### WAS ZU TUN IST
Schreib aus dem Forumsgespräch über Slogan-Ideen die Stelle von „Manchmal hat einer“ bis „von wegen Geistesblitz!“ Wort für Wort ab.

Das war`s erst mal von meiner Seite, aber mir fällt bestimmt noch mehr ein.  :m_yes:

----------


## Monsti

Für- und miteinander.  Einsam krank sein ist doof. 
Tut mir leid, bin grad net besonders kreativ. 
Grüßle von
Angie

----------


## StarBuG

Alleine krank sein kann jeder  :Zunge raus:

----------


## StarBuG

Das kann doch nicht schon alles sein? 
Weckt mal die Kreativität in euch  :Zunge raus:  
Einfach mal alles aufschreiben, was euch so durch den Kopf geht 
Liebe Grüße 
Micha

----------


## riba67

Hi, 
ich versuch es halt auch einmal: 
Gesundheit, Vorbeugung, Erfahrungsaustauch 
Rundum gesund - aber wie 
Gesundheit geht uns alle an 
Fragen? Dann komm zu uns 
Ich weiß nicht, klingt alles irgendwie komisch. Ich gehe jetzt fertig kochen, vielleicht hab ich dabei ja die zündende Idee. 
Birgit

----------


## Teetante

*Hi Micha! 
Na, was machen Logo und Slogan? 
Lg, Andrea 
P.S. Du wartest wohl immer noch auf unsere Kreativität, hm? Kann ich zur Zeit nicht mit dienen, so ein richtiger Knaller-Slogan fällt einem ja auch meistens irgendwann ein und nicht, wenn man krampfhaft danach sucht!*

----------


## StarBuG

Mir fällt ja bisher auch nichts wirklich gutes ein.
Darum frag ich ja in die Runde. 
Manchmal hat einer so einen Geistesblitz und man denkt "Mensch, das ist es!"  :Zwinker:  
Gruß 
Micha

----------


## Teetante

*Genau das meinte ich eben von wegen Geistesblitz! 
Ich verwerfe auch tausend Ideen, weil die alle irgendwie komisch sind. Habe hier die CD Pulse von Pink Floyd rumliegen, dieses Wort Puls(e) hat sich irgendwie in mein Hirn gebrannt, aber es kommt nichts sinnvolles zustande, hihi, außer daß ich die CD total klasse finde.

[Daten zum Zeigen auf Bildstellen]

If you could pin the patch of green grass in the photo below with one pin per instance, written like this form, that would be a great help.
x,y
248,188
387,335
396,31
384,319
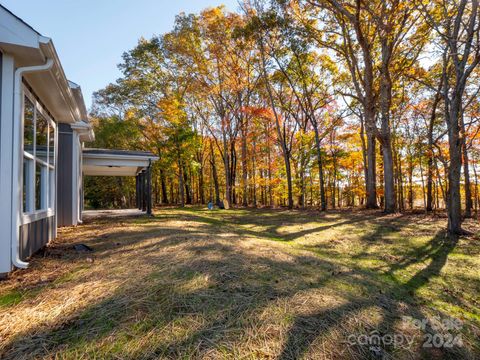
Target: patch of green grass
x,y
10,298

### ERGEBNIS DER AUFGABE
Manchmal hat einer so einen Geistesblitz und man denkt "Mensch, das ist es!"  :Zwinker:  
Gruß 
Micha

----------


## Teetante

*Genau das meinte ich eben von wegen Geistesblitz!